Source data:
(begin)
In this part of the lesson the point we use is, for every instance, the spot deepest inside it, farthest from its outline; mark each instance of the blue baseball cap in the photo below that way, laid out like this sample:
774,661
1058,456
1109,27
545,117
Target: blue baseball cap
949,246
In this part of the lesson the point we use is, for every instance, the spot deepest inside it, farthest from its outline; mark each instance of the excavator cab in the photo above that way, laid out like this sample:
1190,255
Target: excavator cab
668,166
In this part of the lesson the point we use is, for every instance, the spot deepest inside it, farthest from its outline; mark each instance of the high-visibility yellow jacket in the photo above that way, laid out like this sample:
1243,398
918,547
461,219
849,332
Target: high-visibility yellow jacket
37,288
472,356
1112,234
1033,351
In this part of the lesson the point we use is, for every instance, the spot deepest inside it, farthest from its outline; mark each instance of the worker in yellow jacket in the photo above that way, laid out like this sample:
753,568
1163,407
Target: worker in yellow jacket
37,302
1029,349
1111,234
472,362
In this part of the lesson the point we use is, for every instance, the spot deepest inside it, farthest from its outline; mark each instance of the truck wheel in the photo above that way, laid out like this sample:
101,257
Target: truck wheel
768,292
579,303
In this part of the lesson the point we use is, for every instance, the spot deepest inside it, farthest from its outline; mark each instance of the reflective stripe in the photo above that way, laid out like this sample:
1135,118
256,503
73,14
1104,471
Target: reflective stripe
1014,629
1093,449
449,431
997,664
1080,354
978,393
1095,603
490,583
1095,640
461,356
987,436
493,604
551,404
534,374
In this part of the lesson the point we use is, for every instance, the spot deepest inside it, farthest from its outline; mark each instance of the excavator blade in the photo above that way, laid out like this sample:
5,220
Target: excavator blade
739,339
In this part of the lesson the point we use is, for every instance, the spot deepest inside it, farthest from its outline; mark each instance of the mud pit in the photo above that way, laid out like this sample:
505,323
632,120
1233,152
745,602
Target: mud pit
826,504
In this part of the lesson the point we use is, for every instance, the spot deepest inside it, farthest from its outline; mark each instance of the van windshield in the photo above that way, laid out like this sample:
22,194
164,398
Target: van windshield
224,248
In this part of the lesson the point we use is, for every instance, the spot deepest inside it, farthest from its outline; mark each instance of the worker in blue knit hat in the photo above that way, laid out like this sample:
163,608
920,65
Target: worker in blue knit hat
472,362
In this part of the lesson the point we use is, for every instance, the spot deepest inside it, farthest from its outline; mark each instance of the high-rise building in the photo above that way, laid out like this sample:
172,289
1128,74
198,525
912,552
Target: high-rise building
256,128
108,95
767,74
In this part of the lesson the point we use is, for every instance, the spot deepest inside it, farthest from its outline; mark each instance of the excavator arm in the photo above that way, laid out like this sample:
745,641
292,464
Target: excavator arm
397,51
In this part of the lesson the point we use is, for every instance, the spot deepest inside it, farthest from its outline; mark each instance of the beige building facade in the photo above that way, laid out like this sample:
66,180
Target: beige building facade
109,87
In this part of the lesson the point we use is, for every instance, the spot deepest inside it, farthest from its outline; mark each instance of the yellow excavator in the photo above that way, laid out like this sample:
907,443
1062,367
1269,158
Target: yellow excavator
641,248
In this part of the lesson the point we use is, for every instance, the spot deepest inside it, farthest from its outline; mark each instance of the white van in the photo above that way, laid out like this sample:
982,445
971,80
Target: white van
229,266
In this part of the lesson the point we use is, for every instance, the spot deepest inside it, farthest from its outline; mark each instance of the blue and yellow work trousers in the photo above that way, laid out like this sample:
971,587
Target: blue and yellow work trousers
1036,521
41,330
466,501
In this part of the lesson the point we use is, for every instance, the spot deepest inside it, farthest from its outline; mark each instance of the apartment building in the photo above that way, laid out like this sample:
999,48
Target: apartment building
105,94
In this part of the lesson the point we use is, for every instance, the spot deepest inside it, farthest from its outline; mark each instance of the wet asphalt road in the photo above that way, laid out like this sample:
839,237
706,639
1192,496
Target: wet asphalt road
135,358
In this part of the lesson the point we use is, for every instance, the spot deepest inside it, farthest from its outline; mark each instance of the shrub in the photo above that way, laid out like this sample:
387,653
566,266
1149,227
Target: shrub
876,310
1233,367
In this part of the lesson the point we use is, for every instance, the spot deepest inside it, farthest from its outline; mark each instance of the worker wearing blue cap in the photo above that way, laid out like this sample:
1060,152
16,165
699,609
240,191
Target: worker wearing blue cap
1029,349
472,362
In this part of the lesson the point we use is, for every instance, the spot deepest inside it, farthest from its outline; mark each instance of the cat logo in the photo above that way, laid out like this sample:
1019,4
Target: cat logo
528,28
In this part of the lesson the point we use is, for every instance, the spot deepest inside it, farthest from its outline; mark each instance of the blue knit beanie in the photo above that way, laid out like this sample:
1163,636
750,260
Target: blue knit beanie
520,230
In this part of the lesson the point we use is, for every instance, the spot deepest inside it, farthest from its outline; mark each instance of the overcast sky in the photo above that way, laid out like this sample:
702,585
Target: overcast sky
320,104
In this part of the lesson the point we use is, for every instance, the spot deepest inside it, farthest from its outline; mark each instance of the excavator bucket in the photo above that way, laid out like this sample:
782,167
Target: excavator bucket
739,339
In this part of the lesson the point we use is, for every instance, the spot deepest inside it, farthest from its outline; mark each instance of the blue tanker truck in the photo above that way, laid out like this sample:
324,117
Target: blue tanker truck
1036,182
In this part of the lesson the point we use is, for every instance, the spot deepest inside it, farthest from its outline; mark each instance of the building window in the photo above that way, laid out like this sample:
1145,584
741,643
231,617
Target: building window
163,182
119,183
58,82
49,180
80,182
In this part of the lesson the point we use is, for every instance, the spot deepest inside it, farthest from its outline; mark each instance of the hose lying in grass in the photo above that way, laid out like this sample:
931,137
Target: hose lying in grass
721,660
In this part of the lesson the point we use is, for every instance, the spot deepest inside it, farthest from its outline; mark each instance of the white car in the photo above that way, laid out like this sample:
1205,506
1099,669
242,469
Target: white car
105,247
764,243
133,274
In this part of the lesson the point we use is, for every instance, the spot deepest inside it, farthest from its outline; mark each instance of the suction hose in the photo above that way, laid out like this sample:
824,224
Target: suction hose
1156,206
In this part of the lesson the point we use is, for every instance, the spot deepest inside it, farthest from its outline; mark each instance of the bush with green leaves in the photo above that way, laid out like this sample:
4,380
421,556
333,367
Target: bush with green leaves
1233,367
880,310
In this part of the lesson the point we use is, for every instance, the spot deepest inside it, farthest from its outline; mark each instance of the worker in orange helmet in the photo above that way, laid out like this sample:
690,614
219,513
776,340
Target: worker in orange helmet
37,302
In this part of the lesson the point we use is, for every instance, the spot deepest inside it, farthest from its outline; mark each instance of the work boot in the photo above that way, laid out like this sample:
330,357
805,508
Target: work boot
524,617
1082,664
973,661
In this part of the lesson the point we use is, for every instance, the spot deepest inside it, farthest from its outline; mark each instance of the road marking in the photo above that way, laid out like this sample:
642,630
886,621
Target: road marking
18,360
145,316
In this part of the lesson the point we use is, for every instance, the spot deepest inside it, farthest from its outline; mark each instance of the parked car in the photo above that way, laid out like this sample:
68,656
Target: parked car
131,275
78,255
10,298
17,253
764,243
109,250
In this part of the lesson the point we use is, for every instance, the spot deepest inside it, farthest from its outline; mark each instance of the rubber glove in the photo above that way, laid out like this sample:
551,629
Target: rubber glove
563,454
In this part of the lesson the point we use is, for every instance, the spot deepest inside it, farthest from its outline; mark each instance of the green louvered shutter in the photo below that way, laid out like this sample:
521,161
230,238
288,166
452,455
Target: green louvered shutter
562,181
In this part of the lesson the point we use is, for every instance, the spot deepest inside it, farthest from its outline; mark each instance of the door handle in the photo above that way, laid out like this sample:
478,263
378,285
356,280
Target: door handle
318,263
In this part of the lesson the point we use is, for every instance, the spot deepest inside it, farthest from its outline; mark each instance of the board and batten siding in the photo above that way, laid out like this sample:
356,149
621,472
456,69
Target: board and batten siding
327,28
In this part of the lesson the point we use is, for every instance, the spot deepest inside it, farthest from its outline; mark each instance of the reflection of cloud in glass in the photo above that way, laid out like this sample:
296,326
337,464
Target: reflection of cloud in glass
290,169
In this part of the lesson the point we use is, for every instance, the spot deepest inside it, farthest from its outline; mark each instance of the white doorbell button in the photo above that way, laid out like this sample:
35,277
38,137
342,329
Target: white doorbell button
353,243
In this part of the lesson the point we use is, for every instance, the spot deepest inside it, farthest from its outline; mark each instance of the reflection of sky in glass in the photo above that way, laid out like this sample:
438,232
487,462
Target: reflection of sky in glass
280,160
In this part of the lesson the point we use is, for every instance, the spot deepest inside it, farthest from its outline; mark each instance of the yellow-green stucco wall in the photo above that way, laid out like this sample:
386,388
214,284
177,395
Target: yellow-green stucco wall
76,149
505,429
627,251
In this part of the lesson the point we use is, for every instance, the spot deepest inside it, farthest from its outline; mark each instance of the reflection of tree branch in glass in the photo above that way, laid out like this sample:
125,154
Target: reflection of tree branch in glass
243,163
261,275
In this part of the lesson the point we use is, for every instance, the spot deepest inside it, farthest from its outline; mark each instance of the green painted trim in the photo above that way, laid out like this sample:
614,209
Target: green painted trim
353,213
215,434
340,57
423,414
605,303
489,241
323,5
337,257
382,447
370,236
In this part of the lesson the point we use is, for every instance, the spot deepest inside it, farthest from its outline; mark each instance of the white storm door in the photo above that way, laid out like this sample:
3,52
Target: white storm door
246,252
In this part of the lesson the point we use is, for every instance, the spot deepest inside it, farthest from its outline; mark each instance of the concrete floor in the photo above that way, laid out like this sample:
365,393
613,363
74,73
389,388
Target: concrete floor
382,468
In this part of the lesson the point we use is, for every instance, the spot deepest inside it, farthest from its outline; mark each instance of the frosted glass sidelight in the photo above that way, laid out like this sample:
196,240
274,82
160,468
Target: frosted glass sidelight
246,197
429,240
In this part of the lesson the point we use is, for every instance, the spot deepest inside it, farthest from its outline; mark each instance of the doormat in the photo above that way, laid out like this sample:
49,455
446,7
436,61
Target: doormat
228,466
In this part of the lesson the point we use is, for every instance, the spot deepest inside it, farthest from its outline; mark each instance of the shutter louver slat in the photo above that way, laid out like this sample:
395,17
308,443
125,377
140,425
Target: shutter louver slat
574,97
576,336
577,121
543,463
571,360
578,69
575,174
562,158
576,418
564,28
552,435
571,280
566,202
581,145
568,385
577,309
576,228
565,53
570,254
(end)
- Work to be completed:
Starting at the line with "of the frosted" and continuing through the end of the records, give those lines again with "doormat" changed to "entry mat" everywhere and nothing else altered.

- Answer below:
In this part of the lesson the point we use is, for every instance, the spot deepest inside it, farthest from its outline; mark each instance of the frosted glass sidelight in the photo above that way, laid out like this sample:
196,240
274,82
160,468
Target: frosted glass sidelight
246,197
429,240
In this part of the lesson the point we use is, for every instance, the spot deepest inside it, farthest from its outline; mark each instance of the entry mat in the photo above that way, laid out like this sample:
49,455
446,7
436,61
Target: entry mat
228,466
In this part of the lesson the point we use is, for every instance, the spot deepest inside it, farthest from its outline; mark each instance of the shutter louver slat in the photo above that way, laid out like this sample:
395,17
308,443
125,377
140,425
Target: shutter louver slat
574,97
576,336
577,121
543,463
571,360
578,69
575,174
562,158
576,418
564,28
552,435
571,280
566,202
581,145
568,385
577,309
576,228
565,53
570,254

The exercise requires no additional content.